Directions — Please output the entries that follow exactly, without a single image.

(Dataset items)
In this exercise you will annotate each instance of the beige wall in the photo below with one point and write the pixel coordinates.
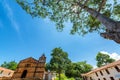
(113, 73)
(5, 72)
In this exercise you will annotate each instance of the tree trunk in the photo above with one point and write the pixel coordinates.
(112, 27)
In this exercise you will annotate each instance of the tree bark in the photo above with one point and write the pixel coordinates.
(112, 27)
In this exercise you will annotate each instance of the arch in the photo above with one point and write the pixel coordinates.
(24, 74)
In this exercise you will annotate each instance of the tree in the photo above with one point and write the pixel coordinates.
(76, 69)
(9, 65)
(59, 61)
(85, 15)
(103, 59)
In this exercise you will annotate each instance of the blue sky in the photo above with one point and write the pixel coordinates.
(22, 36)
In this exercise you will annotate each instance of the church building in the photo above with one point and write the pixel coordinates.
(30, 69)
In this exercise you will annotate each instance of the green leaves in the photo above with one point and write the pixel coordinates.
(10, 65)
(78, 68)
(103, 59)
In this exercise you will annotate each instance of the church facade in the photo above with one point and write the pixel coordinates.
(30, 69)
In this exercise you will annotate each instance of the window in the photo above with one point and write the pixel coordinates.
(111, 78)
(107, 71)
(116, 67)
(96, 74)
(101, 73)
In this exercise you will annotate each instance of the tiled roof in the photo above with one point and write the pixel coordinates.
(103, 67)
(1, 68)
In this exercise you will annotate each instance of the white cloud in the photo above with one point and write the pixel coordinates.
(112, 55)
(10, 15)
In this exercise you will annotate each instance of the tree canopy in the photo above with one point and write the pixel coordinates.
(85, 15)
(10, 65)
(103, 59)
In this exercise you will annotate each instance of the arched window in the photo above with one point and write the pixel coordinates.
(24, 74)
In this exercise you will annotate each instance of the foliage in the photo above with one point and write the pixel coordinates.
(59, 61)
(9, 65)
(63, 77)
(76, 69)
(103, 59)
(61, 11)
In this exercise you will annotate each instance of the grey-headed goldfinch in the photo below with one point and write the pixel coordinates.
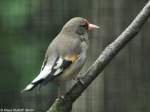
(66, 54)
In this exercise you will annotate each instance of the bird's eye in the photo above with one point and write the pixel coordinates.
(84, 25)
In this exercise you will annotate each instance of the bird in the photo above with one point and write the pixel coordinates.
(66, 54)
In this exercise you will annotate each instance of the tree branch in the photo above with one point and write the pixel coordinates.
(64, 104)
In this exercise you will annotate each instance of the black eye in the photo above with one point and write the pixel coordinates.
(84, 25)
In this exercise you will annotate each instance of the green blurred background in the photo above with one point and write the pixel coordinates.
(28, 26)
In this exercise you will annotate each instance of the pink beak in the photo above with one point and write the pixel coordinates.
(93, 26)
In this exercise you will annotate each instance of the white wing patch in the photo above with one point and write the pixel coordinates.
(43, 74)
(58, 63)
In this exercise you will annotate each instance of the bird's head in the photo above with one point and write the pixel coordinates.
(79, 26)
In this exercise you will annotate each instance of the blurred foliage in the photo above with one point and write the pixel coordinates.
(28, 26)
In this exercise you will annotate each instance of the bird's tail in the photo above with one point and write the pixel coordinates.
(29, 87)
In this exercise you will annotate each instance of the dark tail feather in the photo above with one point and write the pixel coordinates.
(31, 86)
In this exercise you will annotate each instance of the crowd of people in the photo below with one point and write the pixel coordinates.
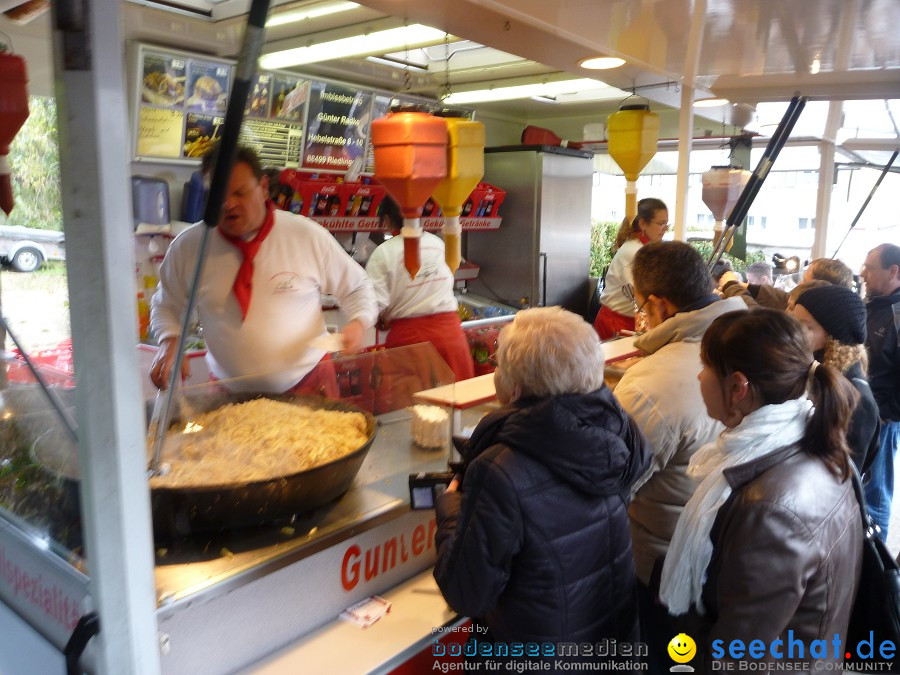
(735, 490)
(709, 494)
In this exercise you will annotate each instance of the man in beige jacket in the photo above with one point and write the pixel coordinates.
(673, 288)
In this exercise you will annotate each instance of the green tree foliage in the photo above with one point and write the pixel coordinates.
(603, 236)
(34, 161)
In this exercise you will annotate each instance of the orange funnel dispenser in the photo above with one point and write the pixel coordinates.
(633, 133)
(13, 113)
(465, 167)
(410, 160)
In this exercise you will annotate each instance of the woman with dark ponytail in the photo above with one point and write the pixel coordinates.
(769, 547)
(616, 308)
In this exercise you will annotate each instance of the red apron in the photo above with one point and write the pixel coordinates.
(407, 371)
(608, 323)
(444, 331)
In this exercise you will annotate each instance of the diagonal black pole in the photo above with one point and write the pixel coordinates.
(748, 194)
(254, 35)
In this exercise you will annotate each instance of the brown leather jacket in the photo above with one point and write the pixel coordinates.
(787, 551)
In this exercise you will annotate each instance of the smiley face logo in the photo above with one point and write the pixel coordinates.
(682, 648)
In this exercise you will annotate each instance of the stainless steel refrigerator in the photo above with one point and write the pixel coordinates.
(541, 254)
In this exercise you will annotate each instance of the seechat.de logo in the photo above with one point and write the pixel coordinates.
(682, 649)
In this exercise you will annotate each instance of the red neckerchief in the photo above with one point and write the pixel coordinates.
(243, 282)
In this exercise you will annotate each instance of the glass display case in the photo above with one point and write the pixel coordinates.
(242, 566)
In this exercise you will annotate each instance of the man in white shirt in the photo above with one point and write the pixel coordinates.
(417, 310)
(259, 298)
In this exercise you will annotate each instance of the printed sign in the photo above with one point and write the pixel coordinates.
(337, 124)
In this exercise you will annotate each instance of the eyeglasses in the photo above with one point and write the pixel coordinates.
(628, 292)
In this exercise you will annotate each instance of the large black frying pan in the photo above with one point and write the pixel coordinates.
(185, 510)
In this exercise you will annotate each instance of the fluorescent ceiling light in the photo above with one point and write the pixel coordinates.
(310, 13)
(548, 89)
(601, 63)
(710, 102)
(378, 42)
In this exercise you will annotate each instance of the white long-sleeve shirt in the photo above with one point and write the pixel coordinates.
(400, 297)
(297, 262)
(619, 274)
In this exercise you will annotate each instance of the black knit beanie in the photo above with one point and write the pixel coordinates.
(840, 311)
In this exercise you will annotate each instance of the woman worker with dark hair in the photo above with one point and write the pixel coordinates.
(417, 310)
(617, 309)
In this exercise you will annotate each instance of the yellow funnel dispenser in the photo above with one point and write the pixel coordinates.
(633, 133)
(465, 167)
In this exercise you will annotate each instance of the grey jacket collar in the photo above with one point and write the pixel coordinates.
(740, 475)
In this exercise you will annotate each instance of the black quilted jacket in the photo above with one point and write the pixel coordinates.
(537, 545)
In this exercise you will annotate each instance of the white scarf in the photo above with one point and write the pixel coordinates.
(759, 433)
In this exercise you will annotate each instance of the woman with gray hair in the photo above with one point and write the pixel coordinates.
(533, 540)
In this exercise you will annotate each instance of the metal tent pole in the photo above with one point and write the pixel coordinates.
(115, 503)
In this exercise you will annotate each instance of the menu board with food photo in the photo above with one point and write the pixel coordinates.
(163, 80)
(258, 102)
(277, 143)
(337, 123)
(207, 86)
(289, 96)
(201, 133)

Task answer —
In this exercise you will annotate each instance of the beige wall in the photo below with one point and write the pixel coordinates.
(113, 73)
(5, 72)
In this exercise you will annotate each instance of the tree trunk in the photo above with one point and write the pixel coordinates.
(112, 27)
In this exercise you will annotate each instance of the tree bark in the photo above with one point and write the pixel coordinates.
(112, 27)
In this exercise you will annotate each instance of the arch in the photo above with one point and write the pixel coordinates.
(24, 74)
In this exercise you will annotate each instance of the tree in the photo above with one point and write the pixel coordinates.
(76, 69)
(9, 65)
(59, 61)
(85, 15)
(103, 59)
In this exercise you will annotate each instance of the blue sky in the photo above with one point and write the pixel coordinates.
(22, 36)
In this exercise you will annotate each instance of the church building in the photo above with one point and write the pixel coordinates.
(30, 69)
In this exercise you will annotate each instance of the green leaves in the photo above with one point and write the pixel coordinates.
(10, 65)
(78, 68)
(103, 59)
In this exercise you will annotate each instance of the church facade in the photo above with one point and write the pixel coordinates.
(30, 69)
In this exercise you will annotate each instance of the window in the photo above with one point and write the pixel coordinates.
(111, 78)
(107, 71)
(116, 67)
(96, 74)
(101, 73)
In this exercise you will annotate each instance of the tiled roof in the photo above with one point and write the pixel coordinates.
(103, 67)
(1, 68)
In this exercise you will annotate each instance of the white cloud in the photo above with one point and write the pixel coordinates.
(112, 55)
(10, 15)
In this exercise you will annotate each instance of the tree canopy in the photo above with one point and write the pixel coordinates.
(85, 15)
(10, 65)
(103, 59)
In this exercise you will annotate each instance of the arched window in the photo above with one point and write the pixel coordinates.
(24, 74)
In this exercise you will annotate each instance of the foliage in the photo above with one point and write the pixel coordinates.
(59, 61)
(9, 65)
(63, 77)
(76, 69)
(103, 59)
(61, 11)
In this exercise you will annotate each instance of the grey-headed goldfinch in the photo below with one point and write the pixel coordinates.
(66, 54)
In this exercise you will annotate each instance of the bird's eye in the photo above with one point and write the pixel coordinates.
(84, 25)
In this exercise you will annotate each instance of the bird in the photo above with one point and write the pixel coordinates.
(66, 54)
In this exercise you will annotate each instance of the tree branch in the photo above with one point and write the pixel coordinates.
(64, 104)
In this exercise you will annotate each instance of the black eye in the photo above with one point and write the pixel coordinates.
(84, 25)
In this exercise you will annotate each instance of the green blurred background in the photo above with one point and write the pixel coordinates.
(28, 26)
In this exercise you will annotate each instance of the pink beak in the photo above with one point and write the pixel coordinates.
(93, 26)
In this exercise you will annotate each instance of the white wing patch in the photo above with one point and write the pixel coordinates.
(43, 74)
(58, 63)
In this exercise you will annotate each instance of the bird's head in the photo above with one point and write the pixel coordinates.
(79, 26)
In this exercise you will annotate each instance of the blurred foliage in the photo above with one point and write the pixel coordinates.
(28, 26)
In this exercise you will annotate each instance of the bird's tail in the photo above with one point and write the pixel coordinates.
(29, 87)
In this exercise you will annotate each instance of the dark tail feather in the photo above with one point and write the pixel coordinates.
(31, 86)
In this exercise you will annotate each instance of the crowd of people in the photo below with one point and write the pixel coordinates.
(735, 490)
(709, 494)
In this exercise you will annotate each instance of the man in beige jacket in the photo above with one point and write the pixel coordinates.
(673, 288)
In this exercise you will annotate each instance of the green tree foliage in the photo above with one point and write the pixel coordinates.
(603, 236)
(34, 161)
In this exercise you will annotate each instance of the orange funnel dispenser in the photo above with one point and write the pixel coordinates.
(633, 133)
(13, 113)
(465, 167)
(410, 160)
In this exercise you will annotate each instance of the woman with dark ponytail in the photo above with one point and write the pixel coordinates.
(769, 547)
(616, 308)
In this exercise you will annotate each instance of the red apron in the photo above with one point and write the pixel coordinates.
(407, 371)
(608, 323)
(444, 331)
In this exercise you will annotate each instance of the diagonal black pole in the photo above with one point and write the pixel coordinates.
(748, 194)
(254, 35)
In this exercise you will annotate each instance of the brown leather jacket in the photo above with one point and write the pixel coordinates.
(787, 551)
In this exercise you will annotate each instance of the smiley face logo in the photo above with one point and write the pixel coordinates.
(682, 648)
In this exercise you will annotate each instance of the stainless steel refrigerator in the photo above with one point and write the pixel coordinates.
(541, 254)
In this exercise you will annotate each instance of the seechat.de logo in the photo above with one point and write the pixel coordinates.
(682, 649)
In this exercise you will annotate each instance of the red neckerchief in the photo above with one point and write the pixel coordinates.
(243, 282)
In this exercise you will annotate each instance of the glass display case in the photo above with one point and write the pixel coordinates.
(242, 566)
In this exercise you will annotate each instance of the man in white shirt in the photo above with one point and write the pixel coordinates.
(417, 310)
(259, 298)
In this exercise you will annotate each instance of the printed sign in the photo above with one point and write the pixel coordinates.
(337, 124)
In this exercise you will annotate each instance of the eyeglasses in the photo above with one point and write the pixel coordinates.
(628, 292)
In this exercise you will annotate each instance of the large black frying pan in the photo above with one point and write the pixel coordinates.
(185, 510)
In this exercise you will annotate each instance of the fluorescent ceiling light in the photo above with one point and write the pixel coordinates.
(310, 13)
(548, 89)
(601, 63)
(710, 102)
(378, 42)
In this exercise you will annotate each instance of the white long-sleeve shirt in the photo above with one point and write the pixel coordinates.
(400, 297)
(297, 262)
(619, 274)
In this exercise you will annotate each instance of the black knit beanie in the photo above with one point and write the pixel coordinates.
(840, 311)
In this exercise you will annotate each instance of the woman worker with dark hair in the photo above with one point and write the pixel coordinates.
(417, 310)
(617, 309)
In this exercise you will annotate each instance of the yellow funnel dispenser in the photo above with one point and write the pixel coordinates.
(633, 133)
(465, 167)
In this exercise you will annotate each instance of the grey jacket collar in the photo above with one point and write the pixel coordinates.
(740, 475)
In this exercise you will annotate each instance of the black quilted jacket in the photo above with one point and write the pixel coordinates.
(537, 545)
In this exercise you will annotate each instance of the white scarf in the photo above with one point and write the pixel coordinates.
(759, 433)
In this exercise you will annotate each instance of the woman with gray hair in the photo above with one point and write the pixel coordinates.
(533, 540)
In this exercise you will annotate each instance of the metal tent pole in the photo above with one point and write the pixel coordinates.
(115, 503)
In this exercise you will annotate each instance of the menu board with food photo in the photo above with one point and write the pixel coordinates.
(163, 80)
(258, 102)
(277, 143)
(337, 123)
(207, 86)
(289, 96)
(201, 133)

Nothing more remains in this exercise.